Provided text:
::::::::

Hospitals face being shut down and patient services rationed as the health service in England struggles to tackle a funding black hole, a respected think tank has warned.
The NHS will "struggle" to meet its target of saving £22 billion by 2020 as demand continues to grow, according to the Nuffield Trust.
Without extra cash or reforms to ease pressure on services, health chiefs will be forced to take "unpalatable" decisions to balance the books, it said.
"If commissioners fail in their attempts to reduce the rate at which demand is growing, or if additional funding cannot be secured, the NHS will face some unpalatable decisions in order to curb the growth in activity and bring the books into balance," the report into NHS finances states.
"These could include extending waiting times for treatment, raising the threshold at which patients become eligible for treatment, cutting some services altogether, or closing whole sites or hospitals."
The trust found that even if hospitals and other NHS providers made savings of 2% a year, the funding gap would still stand at £6 billion by 2020/21.
It warns that reducing the deficit would mean savings of up to 4% over coming years, a level that has "never been achieved to date" over a sustained period.
Demand on services is growing by an estimated 3.1% a year, according to the Feeling The Crunch: NHS Finances To 2020 report.
It found that health providers are in deficit partly because the rate they have been paid for procedures and treatments does not cover their costs.
NHS England is increasing the tariff but the move will push commissioners into deficit for the first time by 2018/19, the think tank said.
Shadow health secretary Diane Abbott said: "The report is damning. It's a very serious warning that we could see a rationing of health services if the financial crisis in the NHS is not addressed.
"The Tory Government's short-termism is impossible to defend. Providers are managing savings of around 2%, they do not believe they can make the 4% target.
"The Government wants to plan the NHS on an imaginary scenario. The reality is that the NHS faces a £22 billion funding shortfall four-and-a-half years from now and it is patients who will pay the price."

::::::::

Provided information:
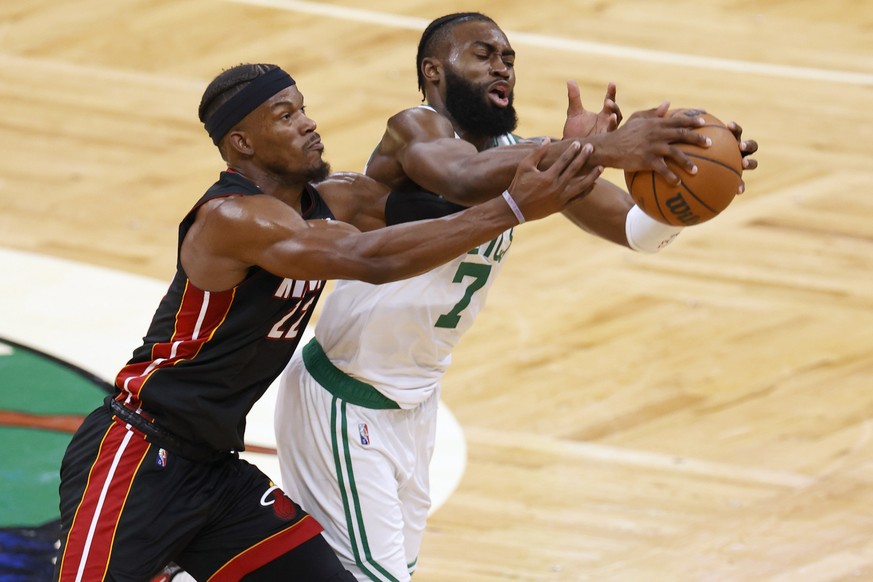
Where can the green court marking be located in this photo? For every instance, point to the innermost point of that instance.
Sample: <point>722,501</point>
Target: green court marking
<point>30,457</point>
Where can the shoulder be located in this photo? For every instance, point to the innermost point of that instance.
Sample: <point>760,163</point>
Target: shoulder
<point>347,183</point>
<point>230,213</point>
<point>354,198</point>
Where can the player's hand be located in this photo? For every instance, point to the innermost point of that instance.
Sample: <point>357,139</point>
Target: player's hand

::::::::

Exercise aim:
According to the NHS finances article, at what annual rate is demand on health services estimated to be growing?

Written solution:
An estimated 3.1% a year.